Copy the listing below verbatim, from its first line through the line that contains "[[[0,160],[3,162],[25,163],[22,136],[0,132]]]", including both ends.
# START OF Task inputs
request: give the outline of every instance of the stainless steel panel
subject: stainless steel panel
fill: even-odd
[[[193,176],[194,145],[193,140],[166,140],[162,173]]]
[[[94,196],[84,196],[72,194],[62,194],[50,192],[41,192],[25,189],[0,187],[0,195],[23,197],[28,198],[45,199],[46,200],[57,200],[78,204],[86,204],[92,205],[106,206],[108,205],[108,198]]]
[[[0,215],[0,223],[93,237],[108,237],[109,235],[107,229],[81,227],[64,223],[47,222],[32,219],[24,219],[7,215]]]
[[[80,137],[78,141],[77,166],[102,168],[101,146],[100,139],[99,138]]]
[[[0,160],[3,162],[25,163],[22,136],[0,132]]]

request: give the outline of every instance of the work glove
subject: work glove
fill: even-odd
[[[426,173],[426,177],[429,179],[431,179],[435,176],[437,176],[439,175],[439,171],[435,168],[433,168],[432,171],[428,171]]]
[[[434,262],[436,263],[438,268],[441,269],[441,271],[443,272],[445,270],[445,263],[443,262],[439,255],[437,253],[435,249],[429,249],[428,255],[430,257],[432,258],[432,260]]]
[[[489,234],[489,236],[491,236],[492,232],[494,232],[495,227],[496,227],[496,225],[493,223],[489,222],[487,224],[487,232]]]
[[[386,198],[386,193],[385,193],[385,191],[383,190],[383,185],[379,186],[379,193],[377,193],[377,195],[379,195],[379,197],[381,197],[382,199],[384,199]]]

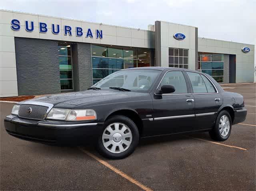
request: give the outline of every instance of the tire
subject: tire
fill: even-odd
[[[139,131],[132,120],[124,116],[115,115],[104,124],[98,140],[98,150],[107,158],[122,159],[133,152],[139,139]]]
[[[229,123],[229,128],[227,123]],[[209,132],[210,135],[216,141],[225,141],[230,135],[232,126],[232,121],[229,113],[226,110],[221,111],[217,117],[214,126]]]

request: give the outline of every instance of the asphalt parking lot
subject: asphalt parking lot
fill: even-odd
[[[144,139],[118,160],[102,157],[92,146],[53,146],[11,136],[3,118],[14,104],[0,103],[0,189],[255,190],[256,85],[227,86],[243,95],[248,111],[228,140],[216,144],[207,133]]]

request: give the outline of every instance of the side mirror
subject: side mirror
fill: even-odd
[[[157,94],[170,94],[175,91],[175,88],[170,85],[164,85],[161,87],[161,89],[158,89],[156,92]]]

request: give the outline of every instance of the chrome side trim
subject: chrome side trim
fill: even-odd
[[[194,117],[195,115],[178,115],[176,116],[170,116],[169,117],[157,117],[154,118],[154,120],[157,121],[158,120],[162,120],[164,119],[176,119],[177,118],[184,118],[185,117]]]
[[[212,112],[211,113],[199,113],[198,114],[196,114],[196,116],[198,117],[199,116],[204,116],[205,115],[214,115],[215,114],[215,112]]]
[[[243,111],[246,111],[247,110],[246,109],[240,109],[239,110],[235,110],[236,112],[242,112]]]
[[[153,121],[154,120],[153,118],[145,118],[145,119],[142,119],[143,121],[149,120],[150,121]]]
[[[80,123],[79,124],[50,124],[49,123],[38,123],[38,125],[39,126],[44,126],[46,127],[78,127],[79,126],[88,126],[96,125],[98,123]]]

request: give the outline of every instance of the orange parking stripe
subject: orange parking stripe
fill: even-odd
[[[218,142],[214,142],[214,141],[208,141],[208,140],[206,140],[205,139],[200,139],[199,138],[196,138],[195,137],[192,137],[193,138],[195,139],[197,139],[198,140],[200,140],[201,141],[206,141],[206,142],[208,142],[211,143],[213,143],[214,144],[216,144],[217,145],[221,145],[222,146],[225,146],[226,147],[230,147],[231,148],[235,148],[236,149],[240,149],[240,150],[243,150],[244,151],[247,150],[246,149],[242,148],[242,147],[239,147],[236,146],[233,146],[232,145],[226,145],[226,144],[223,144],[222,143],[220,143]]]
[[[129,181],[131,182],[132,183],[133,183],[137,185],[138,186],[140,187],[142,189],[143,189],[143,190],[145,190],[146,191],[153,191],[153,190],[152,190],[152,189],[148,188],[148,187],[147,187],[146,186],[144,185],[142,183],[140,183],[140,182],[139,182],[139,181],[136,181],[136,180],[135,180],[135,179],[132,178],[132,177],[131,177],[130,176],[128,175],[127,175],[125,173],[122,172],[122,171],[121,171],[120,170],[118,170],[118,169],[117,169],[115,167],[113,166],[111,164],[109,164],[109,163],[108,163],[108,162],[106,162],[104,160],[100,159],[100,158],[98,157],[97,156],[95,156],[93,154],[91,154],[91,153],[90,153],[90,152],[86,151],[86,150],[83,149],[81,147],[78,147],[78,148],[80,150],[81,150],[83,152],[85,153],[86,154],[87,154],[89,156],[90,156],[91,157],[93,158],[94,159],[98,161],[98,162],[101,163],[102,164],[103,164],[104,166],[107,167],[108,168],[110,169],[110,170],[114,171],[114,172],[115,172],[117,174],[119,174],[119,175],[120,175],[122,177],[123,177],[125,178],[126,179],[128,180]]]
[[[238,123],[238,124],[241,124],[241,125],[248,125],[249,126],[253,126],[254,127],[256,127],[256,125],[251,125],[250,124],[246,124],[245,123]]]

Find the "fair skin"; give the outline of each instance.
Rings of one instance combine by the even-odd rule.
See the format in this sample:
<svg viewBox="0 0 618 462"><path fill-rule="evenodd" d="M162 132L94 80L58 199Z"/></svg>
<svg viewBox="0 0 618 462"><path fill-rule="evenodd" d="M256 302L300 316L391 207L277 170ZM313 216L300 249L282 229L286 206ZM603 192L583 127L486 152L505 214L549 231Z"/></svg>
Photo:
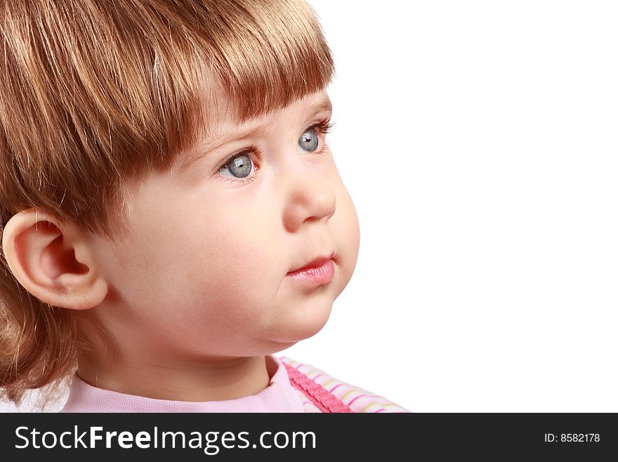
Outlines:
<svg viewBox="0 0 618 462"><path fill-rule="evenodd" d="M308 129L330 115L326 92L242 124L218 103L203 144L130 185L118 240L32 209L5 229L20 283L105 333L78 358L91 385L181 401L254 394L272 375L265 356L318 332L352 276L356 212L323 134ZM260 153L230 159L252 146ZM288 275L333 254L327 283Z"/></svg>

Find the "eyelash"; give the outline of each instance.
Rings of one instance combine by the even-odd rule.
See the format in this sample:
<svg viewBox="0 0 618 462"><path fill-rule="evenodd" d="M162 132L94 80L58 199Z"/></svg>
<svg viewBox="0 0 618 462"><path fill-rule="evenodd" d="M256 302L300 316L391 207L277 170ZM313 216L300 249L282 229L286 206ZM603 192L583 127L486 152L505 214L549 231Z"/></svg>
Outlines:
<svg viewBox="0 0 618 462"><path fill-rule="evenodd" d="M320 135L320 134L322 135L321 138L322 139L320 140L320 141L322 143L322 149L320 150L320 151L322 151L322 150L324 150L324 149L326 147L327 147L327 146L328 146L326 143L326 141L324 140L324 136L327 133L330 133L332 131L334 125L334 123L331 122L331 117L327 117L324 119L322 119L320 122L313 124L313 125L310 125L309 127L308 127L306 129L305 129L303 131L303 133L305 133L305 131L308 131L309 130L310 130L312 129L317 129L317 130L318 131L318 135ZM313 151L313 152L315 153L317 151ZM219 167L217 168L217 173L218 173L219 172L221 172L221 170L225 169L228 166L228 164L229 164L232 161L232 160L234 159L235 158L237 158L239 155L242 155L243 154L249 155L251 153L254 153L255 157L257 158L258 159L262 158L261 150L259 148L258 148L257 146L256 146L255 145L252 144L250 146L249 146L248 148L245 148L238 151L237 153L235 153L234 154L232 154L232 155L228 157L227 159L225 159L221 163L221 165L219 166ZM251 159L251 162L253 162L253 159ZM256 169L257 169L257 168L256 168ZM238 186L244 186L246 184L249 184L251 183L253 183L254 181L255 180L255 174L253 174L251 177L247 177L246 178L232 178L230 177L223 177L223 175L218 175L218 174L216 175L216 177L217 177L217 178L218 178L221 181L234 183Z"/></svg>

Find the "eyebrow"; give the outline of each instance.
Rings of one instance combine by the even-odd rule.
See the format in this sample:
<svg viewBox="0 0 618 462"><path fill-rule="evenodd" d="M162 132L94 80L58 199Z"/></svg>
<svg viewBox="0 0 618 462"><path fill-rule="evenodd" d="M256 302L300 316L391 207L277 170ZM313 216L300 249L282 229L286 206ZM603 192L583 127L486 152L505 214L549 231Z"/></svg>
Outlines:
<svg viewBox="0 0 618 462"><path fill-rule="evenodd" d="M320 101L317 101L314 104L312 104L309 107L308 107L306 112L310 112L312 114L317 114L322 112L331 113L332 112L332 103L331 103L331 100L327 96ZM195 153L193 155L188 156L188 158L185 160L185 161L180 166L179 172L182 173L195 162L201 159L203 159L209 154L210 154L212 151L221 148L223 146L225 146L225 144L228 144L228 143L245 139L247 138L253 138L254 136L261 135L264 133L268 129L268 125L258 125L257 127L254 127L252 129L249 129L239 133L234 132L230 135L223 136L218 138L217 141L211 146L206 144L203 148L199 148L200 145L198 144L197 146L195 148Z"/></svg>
# END OF Task inputs
**Correct answer**
request: give the outline of every instance of the stainless steel panel
subject: stainless steel panel
fill: even-odd
[[[193,176],[194,145],[193,140],[166,140],[162,173]]]
[[[94,196],[84,196],[72,194],[62,194],[50,192],[41,192],[25,189],[0,187],[0,195],[23,197],[28,198],[45,199],[46,200],[57,200],[78,204],[86,204],[92,205],[106,206],[108,205],[108,198]]]
[[[0,215],[0,223],[93,237],[108,237],[109,235],[107,229],[81,227],[64,223],[47,222],[32,219],[24,219],[7,215]]]
[[[80,137],[78,141],[77,166],[102,168],[101,146],[100,139],[99,138]]]
[[[0,160],[3,162],[25,163],[22,136],[0,132]]]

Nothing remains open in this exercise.